Electric Field Zero: Where is the Point in Space?

[exitwound]

Homework Statement

Homework Equations

E=kQ/d^2

The Attempt at a Solution

If we choose a point P along the X-axis, with a distance X from the origin, we get this:

$$E_{P1}=\frac{kQ_1}{d^2}$$
$$E_{P2}=\frac{kQ_2}{d^2}$$

Assuming that Q=1 for simplicity:
$$E_{P1}=\frac{k(-7)}{(L+x)^2}$$

and

$$E_{P2}=\frac{k(3)}{x^2}$$

Basically, I've chosen P to be to the right of Q2, giving the distance between Q1 and P to be L+x and the distance between Q2 and P to be x.

If we want to find the point in space where the sums of the Electric fields is zero, we add up the field from Q1 and the field from Q2 and set equal to zero.

$$E_{P1}=\frac{k(-7)}{(L+x)^2} + \frac{k(3)}{x^2} = 0$$

$$E_{P1}=\frac{k(-7)}{(L+x)^2} = - \frac{k(3)}{x^2}$$

I end up with, after assuming L=1, cross-multiplying:

-7x^2 = (-3)(1+x)^2

But when I solve this, there is no real answer.

 

[faradayslaw]

You chose the correct region to look for a net 0 field, (to the right of the 3.00q charge). However, when I solved this equation, I got x==6L.

0==-7k/(L+x)^2+3k/x^2
7/(L+x)^2==3/x^2
7==3(L+x)^2/x^2
7x^2==3(L+x)^2
7/3==(L+x)^2/x^2
7/3==(L^2+2xL+x^2)/x^2
Let L==1
7/3-2==2/x
0.3333333x==2
x==6
Since we let L==1, x==6*L==6

 

[Doc Al]

I end up with, after assuming L=1, cross-multiplying:

-7x^2 = (-3)(1+x)^2

But when I solve this, there is no real answer.

Try again. You should get two real answers, only one of which is meaningful for this problem.

 

[exitwound]

The only two regions is could possibly be zero are the outer two. The inner region would push a positive test charge to the left at all points. But on the outer two, there are possibly points where it could stabilize. How can I possible determine just by looking which one to try?

——————

## Problem a
In the electric field thread, what distance to the right of the 3.00q charge did faradayslaw find for the zero-field point?

## Data in this exercise

——————

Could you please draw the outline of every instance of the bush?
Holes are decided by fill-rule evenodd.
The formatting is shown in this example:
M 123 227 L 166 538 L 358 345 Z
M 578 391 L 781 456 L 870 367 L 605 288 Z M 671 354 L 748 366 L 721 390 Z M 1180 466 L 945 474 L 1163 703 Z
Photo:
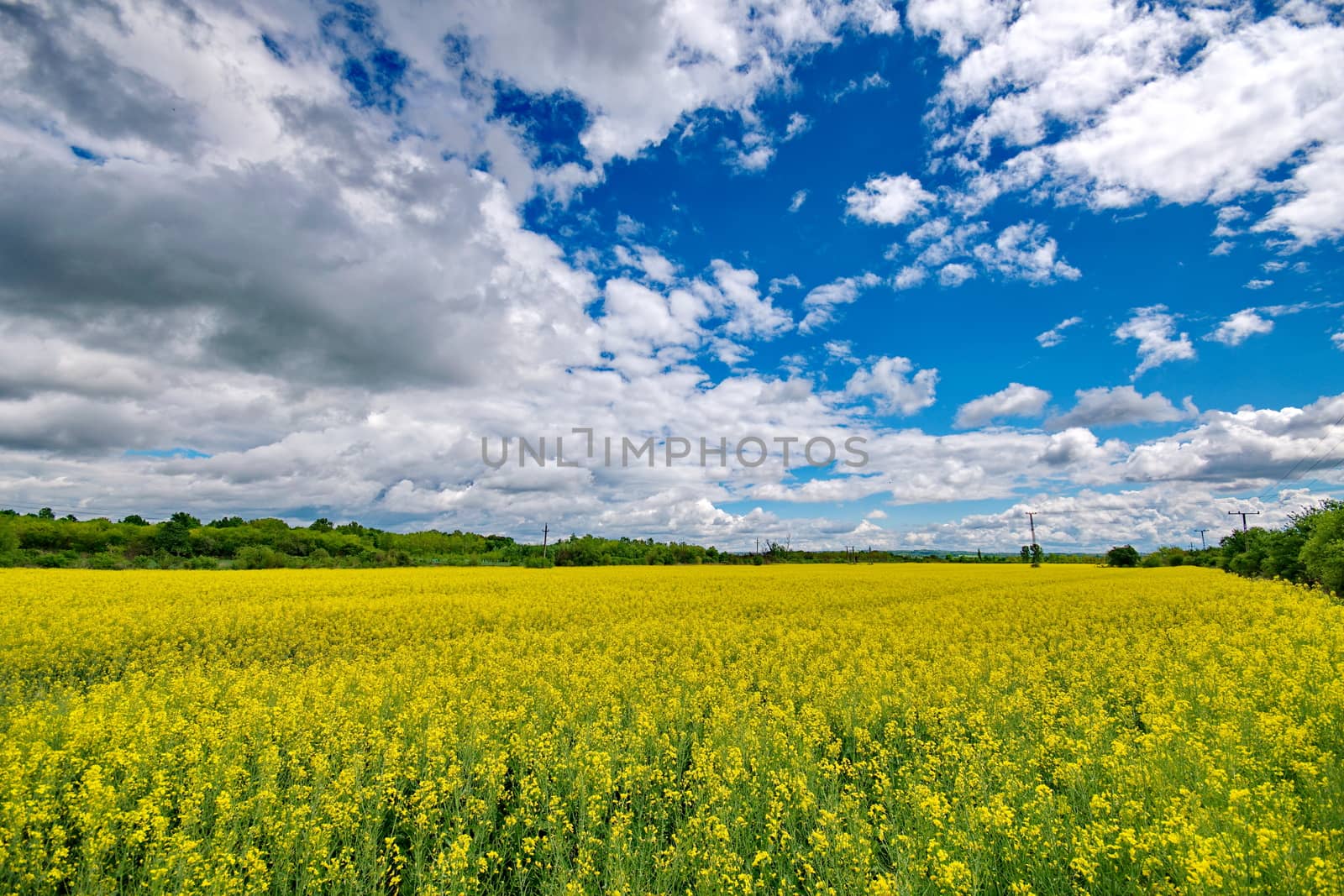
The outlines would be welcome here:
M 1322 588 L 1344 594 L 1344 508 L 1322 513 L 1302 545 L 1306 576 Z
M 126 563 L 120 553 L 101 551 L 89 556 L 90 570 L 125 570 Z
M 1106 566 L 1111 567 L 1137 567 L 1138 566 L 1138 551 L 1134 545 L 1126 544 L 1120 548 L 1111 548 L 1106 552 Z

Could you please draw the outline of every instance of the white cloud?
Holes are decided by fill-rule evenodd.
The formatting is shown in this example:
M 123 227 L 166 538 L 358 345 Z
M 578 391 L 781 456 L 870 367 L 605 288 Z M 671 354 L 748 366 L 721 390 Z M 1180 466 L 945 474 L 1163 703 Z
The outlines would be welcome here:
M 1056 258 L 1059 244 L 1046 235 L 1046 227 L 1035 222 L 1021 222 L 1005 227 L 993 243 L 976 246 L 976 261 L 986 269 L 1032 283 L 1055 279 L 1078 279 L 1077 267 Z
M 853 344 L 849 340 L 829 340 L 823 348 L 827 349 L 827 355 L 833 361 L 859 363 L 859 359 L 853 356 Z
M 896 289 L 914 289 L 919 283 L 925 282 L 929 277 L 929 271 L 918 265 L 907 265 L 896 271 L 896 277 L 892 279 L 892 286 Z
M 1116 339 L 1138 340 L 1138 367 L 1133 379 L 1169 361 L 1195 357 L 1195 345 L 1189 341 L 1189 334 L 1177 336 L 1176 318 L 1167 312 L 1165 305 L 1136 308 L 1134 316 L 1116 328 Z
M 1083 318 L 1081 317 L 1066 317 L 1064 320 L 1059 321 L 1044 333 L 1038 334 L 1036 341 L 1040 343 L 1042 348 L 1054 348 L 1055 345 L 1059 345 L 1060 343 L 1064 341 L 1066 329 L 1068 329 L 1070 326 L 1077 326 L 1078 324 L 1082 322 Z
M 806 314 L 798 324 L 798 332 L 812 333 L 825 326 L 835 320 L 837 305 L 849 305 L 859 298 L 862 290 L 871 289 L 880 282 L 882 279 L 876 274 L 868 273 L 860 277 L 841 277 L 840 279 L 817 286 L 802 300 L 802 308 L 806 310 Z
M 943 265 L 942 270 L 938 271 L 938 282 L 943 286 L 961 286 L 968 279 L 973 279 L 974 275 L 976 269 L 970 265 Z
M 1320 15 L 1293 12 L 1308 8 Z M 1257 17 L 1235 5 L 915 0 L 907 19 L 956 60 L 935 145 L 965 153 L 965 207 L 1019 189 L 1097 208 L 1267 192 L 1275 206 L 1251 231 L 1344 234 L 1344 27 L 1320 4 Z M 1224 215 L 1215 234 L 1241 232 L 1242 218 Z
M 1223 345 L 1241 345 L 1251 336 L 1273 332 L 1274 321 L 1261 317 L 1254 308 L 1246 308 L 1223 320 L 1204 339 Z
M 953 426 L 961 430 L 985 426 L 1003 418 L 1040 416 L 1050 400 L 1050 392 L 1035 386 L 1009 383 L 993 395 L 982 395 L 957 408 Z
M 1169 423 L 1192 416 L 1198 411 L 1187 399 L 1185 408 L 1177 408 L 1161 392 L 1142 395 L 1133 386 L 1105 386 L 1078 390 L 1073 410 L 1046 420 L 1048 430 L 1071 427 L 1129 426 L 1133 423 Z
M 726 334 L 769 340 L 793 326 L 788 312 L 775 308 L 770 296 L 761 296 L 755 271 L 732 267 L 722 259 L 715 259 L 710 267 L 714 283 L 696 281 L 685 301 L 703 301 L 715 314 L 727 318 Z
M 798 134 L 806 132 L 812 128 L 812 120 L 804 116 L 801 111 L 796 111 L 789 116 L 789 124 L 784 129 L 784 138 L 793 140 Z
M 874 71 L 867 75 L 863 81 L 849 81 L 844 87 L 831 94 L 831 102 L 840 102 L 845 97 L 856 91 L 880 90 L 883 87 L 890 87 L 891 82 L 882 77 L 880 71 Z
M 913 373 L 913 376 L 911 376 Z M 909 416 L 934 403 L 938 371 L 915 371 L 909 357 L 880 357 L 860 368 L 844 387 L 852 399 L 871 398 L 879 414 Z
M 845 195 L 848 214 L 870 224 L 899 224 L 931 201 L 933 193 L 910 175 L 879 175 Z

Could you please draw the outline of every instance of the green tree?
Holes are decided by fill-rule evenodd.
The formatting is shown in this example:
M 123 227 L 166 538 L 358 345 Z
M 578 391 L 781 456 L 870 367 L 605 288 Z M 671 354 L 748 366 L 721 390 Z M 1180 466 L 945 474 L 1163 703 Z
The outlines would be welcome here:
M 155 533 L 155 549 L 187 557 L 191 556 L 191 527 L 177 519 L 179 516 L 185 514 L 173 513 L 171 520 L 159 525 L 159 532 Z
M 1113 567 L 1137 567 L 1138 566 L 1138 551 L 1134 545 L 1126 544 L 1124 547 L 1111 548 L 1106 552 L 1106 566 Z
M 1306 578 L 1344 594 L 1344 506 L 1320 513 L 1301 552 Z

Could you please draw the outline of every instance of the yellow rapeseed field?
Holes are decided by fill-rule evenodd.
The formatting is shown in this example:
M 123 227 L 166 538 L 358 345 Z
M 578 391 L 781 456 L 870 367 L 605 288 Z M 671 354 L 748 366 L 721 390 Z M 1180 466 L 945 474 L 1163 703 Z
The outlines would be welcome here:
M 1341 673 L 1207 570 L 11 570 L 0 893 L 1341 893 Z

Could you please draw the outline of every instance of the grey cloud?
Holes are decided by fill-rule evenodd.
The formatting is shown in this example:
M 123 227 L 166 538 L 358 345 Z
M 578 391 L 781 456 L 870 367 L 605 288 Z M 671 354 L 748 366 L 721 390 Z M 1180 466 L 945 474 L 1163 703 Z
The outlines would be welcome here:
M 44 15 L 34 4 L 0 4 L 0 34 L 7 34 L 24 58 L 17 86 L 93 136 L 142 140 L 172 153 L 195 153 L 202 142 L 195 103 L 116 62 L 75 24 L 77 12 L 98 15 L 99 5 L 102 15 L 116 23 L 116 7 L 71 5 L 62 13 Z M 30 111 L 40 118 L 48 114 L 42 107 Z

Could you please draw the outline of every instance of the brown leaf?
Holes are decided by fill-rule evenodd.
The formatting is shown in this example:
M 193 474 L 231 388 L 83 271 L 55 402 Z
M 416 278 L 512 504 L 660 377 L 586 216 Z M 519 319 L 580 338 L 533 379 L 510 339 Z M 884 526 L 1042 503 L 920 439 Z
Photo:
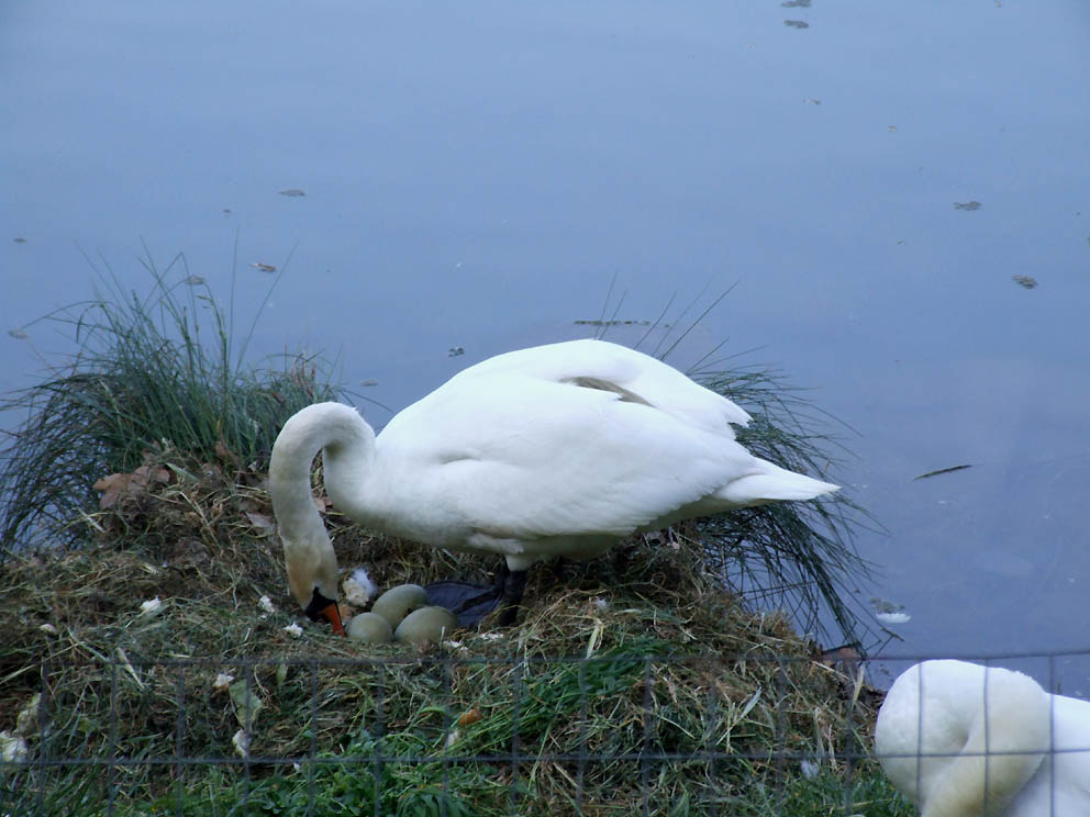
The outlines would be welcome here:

——————

## Problem b
Set down verbatim the lines of the rows starting at the line containing "the white cloud?" and ending at the line containing "M 853 344 L".

## Response a
x = 6L

## Response b
Could you please draw the outline of every instance of the white cloud?
Holes are decided by fill-rule evenodd.
The formatting is shown in this example:
M 123 227 L 166 538 L 358 345 Z
M 578 391 L 781 456 L 870 367 L 605 288 Z M 671 354 L 748 366 L 721 390 Z M 1180 466 L 945 474 L 1163 703 Z
The outlines would be welcome here:
M 1056 258 L 1059 244 L 1046 235 L 1046 227 L 1035 222 L 1021 222 L 1005 227 L 993 243 L 976 246 L 976 261 L 986 269 L 1032 283 L 1055 279 L 1078 279 L 1077 267 Z
M 853 344 L 849 340 L 829 340 L 823 348 L 827 349 L 827 355 L 833 361 L 859 363 L 859 359 L 853 356 Z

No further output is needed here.